▸ **The problem**
Please copy each of the items below line for line, changing nothing.

+ + +

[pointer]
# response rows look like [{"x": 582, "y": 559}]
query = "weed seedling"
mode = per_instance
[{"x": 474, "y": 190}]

+ + +

▸ **Task solution**
[pointer]
# response rows look like [{"x": 582, "y": 559}]
query = "weed seedling"
mode = per_instance
[{"x": 474, "y": 190}]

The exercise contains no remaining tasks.